_Directions:_ Which lines in the rows below contain the string "fingernail"? List every one of them in full.

_Data for this task:_
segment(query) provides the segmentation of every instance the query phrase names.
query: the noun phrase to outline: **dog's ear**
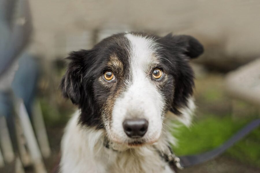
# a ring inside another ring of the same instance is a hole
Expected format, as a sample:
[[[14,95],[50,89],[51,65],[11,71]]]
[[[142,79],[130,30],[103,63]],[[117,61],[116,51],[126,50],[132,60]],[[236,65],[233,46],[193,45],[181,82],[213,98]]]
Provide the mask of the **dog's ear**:
[[[190,58],[196,58],[204,51],[203,46],[196,38],[190,35],[172,36],[170,33],[162,38],[168,49],[178,49]]]
[[[69,98],[75,104],[80,100],[81,88],[84,71],[84,64],[87,59],[88,51],[82,50],[71,52],[66,59],[70,62],[65,75],[62,79],[60,87],[63,96]]]
[[[169,34],[161,38],[167,59],[171,62],[172,74],[174,78],[174,89],[170,111],[187,119],[195,108],[192,99],[194,87],[194,73],[185,59],[196,58],[203,52],[202,45],[191,36],[172,36]]]

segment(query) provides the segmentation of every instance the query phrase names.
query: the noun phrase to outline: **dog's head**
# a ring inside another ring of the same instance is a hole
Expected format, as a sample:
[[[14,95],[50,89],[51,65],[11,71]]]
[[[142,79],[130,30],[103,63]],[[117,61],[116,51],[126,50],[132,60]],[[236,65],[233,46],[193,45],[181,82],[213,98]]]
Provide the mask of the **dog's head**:
[[[61,84],[81,110],[79,123],[129,146],[152,143],[165,114],[183,116],[194,85],[191,58],[203,52],[190,36],[122,33],[70,53]]]

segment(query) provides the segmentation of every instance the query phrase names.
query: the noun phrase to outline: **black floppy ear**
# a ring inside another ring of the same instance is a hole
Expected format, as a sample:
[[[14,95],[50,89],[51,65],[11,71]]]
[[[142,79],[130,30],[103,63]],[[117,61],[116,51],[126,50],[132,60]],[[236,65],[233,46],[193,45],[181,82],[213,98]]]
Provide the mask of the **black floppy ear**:
[[[170,33],[163,39],[167,43],[168,46],[179,48],[183,53],[191,58],[198,57],[204,51],[202,45],[198,40],[190,35],[173,36],[171,33]]]
[[[84,70],[84,61],[88,51],[81,50],[73,52],[66,59],[70,61],[66,73],[62,79],[60,87],[63,96],[69,98],[75,104],[80,100],[81,81]]]

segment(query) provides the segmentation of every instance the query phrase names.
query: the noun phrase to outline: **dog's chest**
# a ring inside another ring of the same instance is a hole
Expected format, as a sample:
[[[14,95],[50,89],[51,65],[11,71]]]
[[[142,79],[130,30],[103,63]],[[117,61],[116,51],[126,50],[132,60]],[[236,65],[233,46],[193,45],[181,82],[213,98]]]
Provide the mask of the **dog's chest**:
[[[156,151],[144,148],[117,152],[114,161],[108,167],[109,172],[172,173]],[[111,163],[111,162],[110,162]]]

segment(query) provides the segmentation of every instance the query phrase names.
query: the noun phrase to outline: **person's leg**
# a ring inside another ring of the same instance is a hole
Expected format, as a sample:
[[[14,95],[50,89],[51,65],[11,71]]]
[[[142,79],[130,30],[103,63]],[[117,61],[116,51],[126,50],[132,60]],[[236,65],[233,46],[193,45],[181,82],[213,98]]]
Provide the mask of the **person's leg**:
[[[31,118],[32,106],[37,89],[39,66],[34,57],[24,53],[19,60],[19,67],[12,83],[16,97],[22,98]]]

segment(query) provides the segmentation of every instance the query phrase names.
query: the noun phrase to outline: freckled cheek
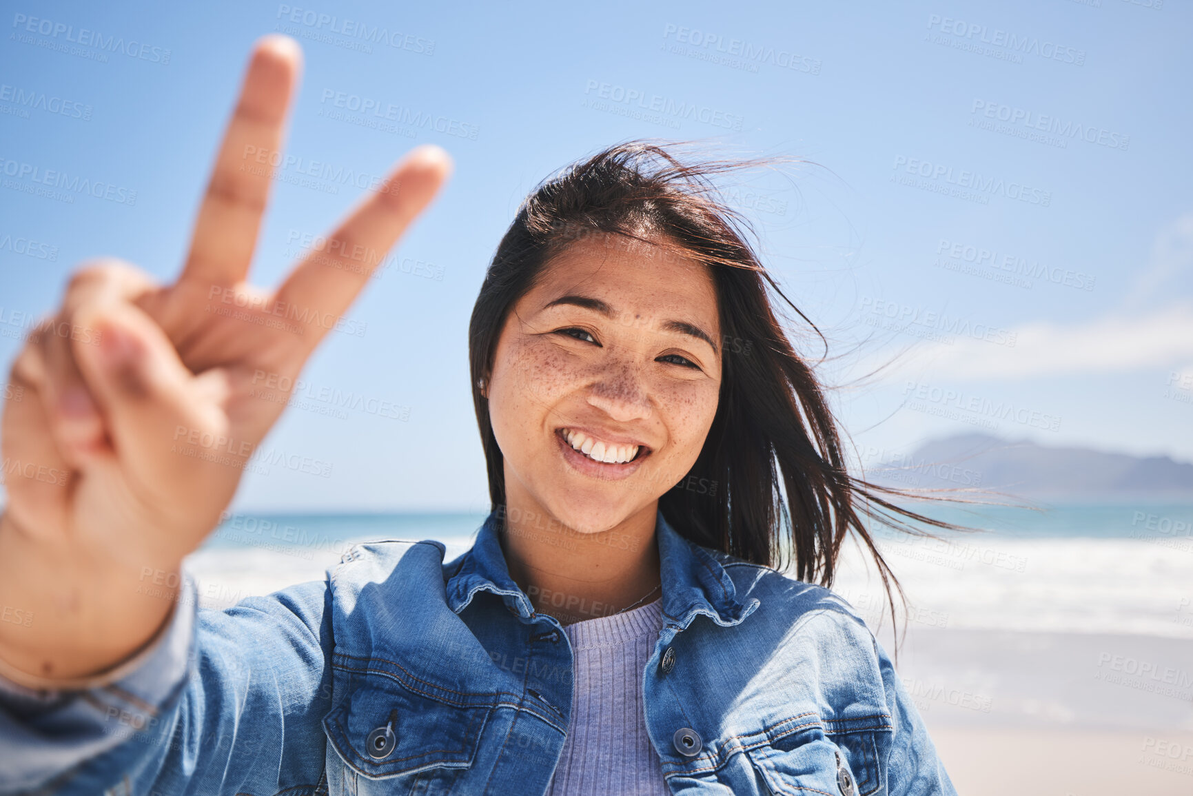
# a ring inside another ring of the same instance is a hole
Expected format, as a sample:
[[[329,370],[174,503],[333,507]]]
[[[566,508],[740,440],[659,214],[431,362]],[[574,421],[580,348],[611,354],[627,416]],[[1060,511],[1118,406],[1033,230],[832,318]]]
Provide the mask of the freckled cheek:
[[[655,391],[655,401],[675,452],[698,455],[717,413],[716,384],[670,384]],[[694,449],[694,452],[691,450]]]
[[[523,341],[499,352],[494,363],[494,399],[511,407],[550,409],[585,383],[587,370],[551,345]],[[533,409],[528,409],[533,412]]]

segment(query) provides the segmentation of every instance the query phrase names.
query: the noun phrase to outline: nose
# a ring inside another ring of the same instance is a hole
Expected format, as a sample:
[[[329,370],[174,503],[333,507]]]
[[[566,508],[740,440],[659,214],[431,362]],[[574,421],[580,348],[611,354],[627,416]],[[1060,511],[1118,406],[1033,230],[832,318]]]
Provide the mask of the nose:
[[[619,422],[645,420],[654,412],[645,385],[629,366],[602,375],[588,389],[588,405]]]

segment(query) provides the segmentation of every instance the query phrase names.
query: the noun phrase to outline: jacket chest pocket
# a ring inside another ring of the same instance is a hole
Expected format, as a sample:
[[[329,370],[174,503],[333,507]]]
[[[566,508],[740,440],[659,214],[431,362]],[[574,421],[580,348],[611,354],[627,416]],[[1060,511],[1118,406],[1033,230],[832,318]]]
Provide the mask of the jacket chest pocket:
[[[884,732],[826,735],[816,728],[754,747],[747,755],[771,794],[876,796],[884,792],[878,764]]]
[[[476,695],[451,703],[381,674],[344,679],[336,689],[347,696],[323,717],[332,796],[451,792],[472,764],[492,704],[469,704]]]

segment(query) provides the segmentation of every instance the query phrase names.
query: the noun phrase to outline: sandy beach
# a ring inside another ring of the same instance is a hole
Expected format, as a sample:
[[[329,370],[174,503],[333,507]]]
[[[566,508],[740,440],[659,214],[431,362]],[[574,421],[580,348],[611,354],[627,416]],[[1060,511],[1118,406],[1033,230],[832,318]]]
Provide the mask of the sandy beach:
[[[447,556],[469,541],[447,538]],[[1193,554],[1141,539],[885,543],[907,590],[898,672],[958,792],[1193,794]],[[310,547],[204,549],[200,601],[321,579]],[[878,581],[847,549],[835,591],[888,650]],[[901,625],[902,627],[902,625]]]

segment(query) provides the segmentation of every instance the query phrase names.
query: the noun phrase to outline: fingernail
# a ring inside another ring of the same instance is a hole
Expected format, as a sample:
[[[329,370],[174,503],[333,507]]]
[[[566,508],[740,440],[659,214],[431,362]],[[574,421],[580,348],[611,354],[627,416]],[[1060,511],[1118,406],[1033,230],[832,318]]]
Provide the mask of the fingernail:
[[[95,405],[87,390],[72,387],[58,397],[58,411],[68,418],[88,418],[95,414]]]
[[[115,323],[101,323],[99,328],[99,353],[109,365],[129,365],[141,353],[136,339]]]

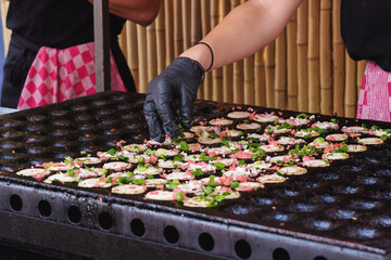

_Output for this task:_
query: the noun phrase to outline: fingernail
Provide the mask of the fingernail:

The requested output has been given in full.